[Begin Extracted entries]

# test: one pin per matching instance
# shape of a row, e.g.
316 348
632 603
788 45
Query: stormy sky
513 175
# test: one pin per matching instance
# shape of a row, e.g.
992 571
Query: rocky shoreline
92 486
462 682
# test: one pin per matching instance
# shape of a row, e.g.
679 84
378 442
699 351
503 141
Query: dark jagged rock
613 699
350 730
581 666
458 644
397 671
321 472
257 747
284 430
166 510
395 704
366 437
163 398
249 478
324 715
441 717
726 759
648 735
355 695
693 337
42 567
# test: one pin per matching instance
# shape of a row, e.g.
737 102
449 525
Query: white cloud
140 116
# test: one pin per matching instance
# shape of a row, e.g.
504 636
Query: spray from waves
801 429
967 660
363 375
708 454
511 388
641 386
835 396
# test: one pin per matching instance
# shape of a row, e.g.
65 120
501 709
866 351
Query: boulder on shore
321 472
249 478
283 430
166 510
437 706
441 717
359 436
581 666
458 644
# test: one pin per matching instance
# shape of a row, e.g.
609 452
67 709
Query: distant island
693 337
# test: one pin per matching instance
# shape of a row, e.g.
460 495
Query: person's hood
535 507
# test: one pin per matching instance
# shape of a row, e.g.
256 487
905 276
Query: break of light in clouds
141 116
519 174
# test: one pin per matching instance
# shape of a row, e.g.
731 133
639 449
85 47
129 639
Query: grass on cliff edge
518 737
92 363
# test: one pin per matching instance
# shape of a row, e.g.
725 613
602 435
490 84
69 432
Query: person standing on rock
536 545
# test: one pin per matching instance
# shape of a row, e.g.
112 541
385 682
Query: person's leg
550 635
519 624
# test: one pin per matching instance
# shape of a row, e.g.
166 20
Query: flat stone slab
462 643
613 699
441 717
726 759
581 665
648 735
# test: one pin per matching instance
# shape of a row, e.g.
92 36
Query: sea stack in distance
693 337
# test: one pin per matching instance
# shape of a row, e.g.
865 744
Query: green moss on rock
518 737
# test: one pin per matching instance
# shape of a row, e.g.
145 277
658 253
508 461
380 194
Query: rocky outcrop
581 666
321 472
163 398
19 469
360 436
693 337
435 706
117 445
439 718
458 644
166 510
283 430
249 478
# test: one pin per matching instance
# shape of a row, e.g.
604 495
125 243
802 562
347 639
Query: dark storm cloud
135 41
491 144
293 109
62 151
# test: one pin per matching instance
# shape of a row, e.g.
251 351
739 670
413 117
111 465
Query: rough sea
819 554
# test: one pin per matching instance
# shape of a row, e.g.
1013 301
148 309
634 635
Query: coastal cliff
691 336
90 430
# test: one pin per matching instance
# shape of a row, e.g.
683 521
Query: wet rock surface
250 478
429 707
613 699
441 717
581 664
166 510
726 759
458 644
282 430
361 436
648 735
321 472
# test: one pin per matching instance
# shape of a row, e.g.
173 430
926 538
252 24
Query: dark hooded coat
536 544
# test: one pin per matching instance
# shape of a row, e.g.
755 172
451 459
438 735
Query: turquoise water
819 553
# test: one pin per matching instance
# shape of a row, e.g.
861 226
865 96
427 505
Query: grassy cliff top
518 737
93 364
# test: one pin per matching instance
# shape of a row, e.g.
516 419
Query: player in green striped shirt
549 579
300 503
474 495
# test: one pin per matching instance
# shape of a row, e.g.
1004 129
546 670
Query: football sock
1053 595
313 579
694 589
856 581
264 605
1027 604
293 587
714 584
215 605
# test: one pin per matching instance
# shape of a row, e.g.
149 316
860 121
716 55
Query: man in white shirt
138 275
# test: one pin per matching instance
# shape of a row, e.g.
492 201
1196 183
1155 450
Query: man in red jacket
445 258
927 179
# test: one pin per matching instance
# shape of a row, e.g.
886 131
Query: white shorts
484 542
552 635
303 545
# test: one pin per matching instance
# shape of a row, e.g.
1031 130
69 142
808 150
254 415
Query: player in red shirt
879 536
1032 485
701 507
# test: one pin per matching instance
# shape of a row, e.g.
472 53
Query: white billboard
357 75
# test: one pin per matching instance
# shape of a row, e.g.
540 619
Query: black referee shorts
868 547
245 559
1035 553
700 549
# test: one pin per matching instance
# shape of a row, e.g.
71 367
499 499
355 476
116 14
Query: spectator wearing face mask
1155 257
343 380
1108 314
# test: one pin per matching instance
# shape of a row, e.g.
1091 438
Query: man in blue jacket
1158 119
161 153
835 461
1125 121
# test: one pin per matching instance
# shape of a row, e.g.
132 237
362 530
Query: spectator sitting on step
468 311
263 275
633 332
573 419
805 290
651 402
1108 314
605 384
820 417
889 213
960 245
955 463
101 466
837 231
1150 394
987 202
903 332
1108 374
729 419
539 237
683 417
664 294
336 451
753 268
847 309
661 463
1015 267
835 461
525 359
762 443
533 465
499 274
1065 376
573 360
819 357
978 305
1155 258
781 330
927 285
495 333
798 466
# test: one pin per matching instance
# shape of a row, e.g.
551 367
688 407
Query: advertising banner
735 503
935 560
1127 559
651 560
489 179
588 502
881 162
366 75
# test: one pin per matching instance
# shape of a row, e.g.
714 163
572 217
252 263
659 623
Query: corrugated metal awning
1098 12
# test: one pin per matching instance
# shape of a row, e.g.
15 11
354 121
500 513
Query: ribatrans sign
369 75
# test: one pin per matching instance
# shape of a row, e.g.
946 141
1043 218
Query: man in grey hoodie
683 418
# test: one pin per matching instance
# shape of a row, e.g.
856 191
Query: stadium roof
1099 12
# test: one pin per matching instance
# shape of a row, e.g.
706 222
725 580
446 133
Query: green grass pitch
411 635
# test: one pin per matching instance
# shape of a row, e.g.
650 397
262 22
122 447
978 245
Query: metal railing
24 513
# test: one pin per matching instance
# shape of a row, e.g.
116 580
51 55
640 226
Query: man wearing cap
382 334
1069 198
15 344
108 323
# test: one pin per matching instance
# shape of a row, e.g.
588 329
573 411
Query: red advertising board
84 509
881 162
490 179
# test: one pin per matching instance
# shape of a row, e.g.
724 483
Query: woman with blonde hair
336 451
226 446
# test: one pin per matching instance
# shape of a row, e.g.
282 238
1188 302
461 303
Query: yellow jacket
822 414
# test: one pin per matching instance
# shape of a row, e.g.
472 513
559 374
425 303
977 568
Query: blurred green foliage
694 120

[End Extracted entries]

* [Objective]
Repeat the listing above without any change.

* [Final result]
# test: one pin per matching instance
# shape of a row, e.g.
316 348
632 603
788 45
Query: stormy sky
513 175
# test: one pin per matching instance
# shape of a row, e.g.
992 571
Query: rocky shoreline
92 486
462 682
# test: one pin per matching instance
# shape of a row, e.g.
679 84
378 442
699 351
503 141
Query: dark jagged rock
613 699
350 730
581 666
458 644
397 671
321 472
257 747
284 430
166 510
395 704
366 437
163 398
249 478
324 715
441 717
726 759
648 735
355 695
693 337
42 567
# test: one pin per matching instance
# shape of a row, e.g.
737 102
449 525
Query: white cloud
140 116
# test: one pin per matching instance
# shape of a row, e.g.
504 636
Query: spray from waves
801 429
967 660
363 375
708 454
511 388
641 386
835 396
# test: one pin per matching instance
# shape of a row, e.g.
65 120
501 709
866 351
Query: boulder on shore
321 472
249 478
283 430
166 510
437 706
441 717
359 436
581 666
458 644
# test: one pin per matching instance
# shape of a row, e.g.
609 452
67 709
Query: distant island
693 337
# test: one pin per matching instance
# shape of a row, e.g.
460 495
Query: person's hood
535 507
# test: one pin per matching instance
# shape of a row, e.g.
256 487
905 276
Query: break of light in clouds
141 116
519 174
# test: one pin per matching instance
# shape of a row, e.g.
731 133
639 449
85 47
129 639
Query: grass on cliff edge
518 737
92 363
# test: one pin per matching instance
# shape of a row, e.g.
725 613
602 435
490 84
69 432
Query: person standing on rock
536 545
# test: one pin per matching instance
# shape of a row, e.g.
112 541
385 682
Query: person's leg
550 635
519 624
# test: one pin per matching instance
# shape of a row, e.g.
166 20
Query: flat stone slab
462 643
613 699
441 717
726 759
581 665
648 735
# test: one pin per matching instance
# shape of a row, e.g.
92 36
Query: sea stack in distance
693 337
# test: one pin per matching instance
# shape of a row, e.g.
865 744
Query: green moss on rock
518 737
# test: one pin per matching instance
# shape of a row, e.g.
145 277
658 253
508 461
380 194
Query: rocky outcrop
581 666
321 472
163 398
19 469
360 436
693 337
435 706
117 445
439 718
458 644
166 510
283 430
249 478
# test: one pin per matching instance
# shape of a row, e.g.
604 495
125 243
802 562
347 639
Query: dark storm cloud
135 41
491 144
293 109
62 151
# test: one pin per matching instance
# shape of a row, e.g.
251 351
739 670
413 117
111 465
Query: rough sea
819 554
# test: one pin per matching instance
# shape of a row, e.g.
1013 301
148 309
634 635
Query: coastal cliff
691 336
90 430
# test: one pin per matching instance
# shape of a row, e.g.
683 521
Query: wet rock surface
250 478
429 707
613 699
441 717
581 664
166 510
726 759
458 644
282 430
361 436
648 735
321 472
# test: one pin per matching instance
# shape of a row, e.g.
173 430
926 538
252 24
Query: dark hooded coat
536 544
# test: one pin per matching instance
# shape of a row, e.g.
755 172
451 459
438 735
Query: turquoise water
819 553
# test: one pin per matching instance
# shape of a row, e.g.
861 226
865 96
427 505
Query: grassy cliff top
518 737
93 364
# test: one pin per matching instance
# shape of a row, e.g.
516 419
Query: player in green striped shirt
549 579
300 503
474 495
# test: one pin per matching instance
# shape of a row, e.g.
1004 129
546 670
Query: football sock
1053 595
313 579
694 589
856 581
264 605
1027 604
293 587
714 584
215 605
# test: one pin per matching instance
# shape of a row, e.g.
149 316
860 121
716 55
Query: man in white shirt
138 275
# test: one pin per matching instance
# shape of a row, e.g.
492 201
1196 183
1155 450
Query: man in red jacket
445 258
927 179
# test: one pin per matching instance
# shape of a row, e.g.
886 131
Query: white shorts
484 542
552 635
303 545
# test: one pin per matching instance
# shape of a row, e.g.
1031 130
69 142
808 150
254 415
Query: player in red shirt
879 536
1032 485
701 507
# test: one pin per matching instance
# shape of a row, e.g.
472 53
Query: white billboard
357 75
# test: one pin per matching instance
# shape of a row, e.g.
540 619
Query: black referee shorts
868 547
245 559
1035 553
700 549
# test: one pin per matching instance
# shape of a row, e.g.
71 367
499 499
355 476
116 14
Query: spectator wearing face mask
1155 257
343 380
1108 314
# test: one pin per matching instance
# shape of a row, e.g.
1091 438
Query: man in blue jacket
1158 119
161 153
835 461
1125 121
# test: one pin per matching instance
# shape of a row, e.g.
132 237
362 530
Query: spectator sitting on step
468 311
263 275
633 332
573 419
805 290
651 402
1108 314
605 384
820 417
889 213
960 245
955 463
101 466
837 231
1150 394
987 202
903 332
1108 374
729 419
539 237
683 417
664 294
336 451
753 268
847 309
661 463
1015 267
835 461
525 359
762 443
533 465
499 274
1065 376
573 360
819 357
978 305
1155 258
781 330
927 285
495 333
798 466
# test: one pin per matching instance
# shape of a row, e.g.
551 367
688 407
Query: advertising banner
735 503
935 560
1127 559
651 560
489 179
588 502
881 162
366 75
# test: one pin per matching instance
# shape of a row, e.g.
714 163
572 217
252 263
659 623
Query: corrugated metal awning
1098 12
# test: one pin per matching instance
# shape of a row, e.g.
15 11
354 121
500 513
Query: ribatrans sign
369 75
# test: one pin per matching instance
# shape of a row, e.g.
946 141
1043 218
Query: man in grey hoodie
683 418
# test: one pin per matching instance
# shape of a row, e.g.
856 191
Query: stadium roof
1099 12
# test: one pin per matching instance
# shape of a row, e.g.
706 222
725 580
446 133
Query: green grass pitch
411 635
# test: one pin per matching instance
# shape of a row, e.g.
650 397
262 22
122 447
978 245
Query: metal railing
24 513
# test: one pin per matching instance
# shape of a row, e.g.
116 580
51 55
640 226
Query: man wearing cap
382 334
1069 198
15 344
108 323
# test: one pin per matching instance
# shape of a row, e.g.
588 329
573 411
Query: red advertising board
84 509
881 162
490 179
# test: one pin per matching instance
# shape of a row, e.g.
724 483
Query: woman with blonde hair
336 451
226 446
# test: one pin per matching instance
# shape of a row, e.g.
282 238
1188 302
461 303
Query: yellow jacket
822 414
# test: one pin per matching instance
# shape of a row, e.g.
472 513
559 374
425 303
977 568
Query: blurred green foliage
694 120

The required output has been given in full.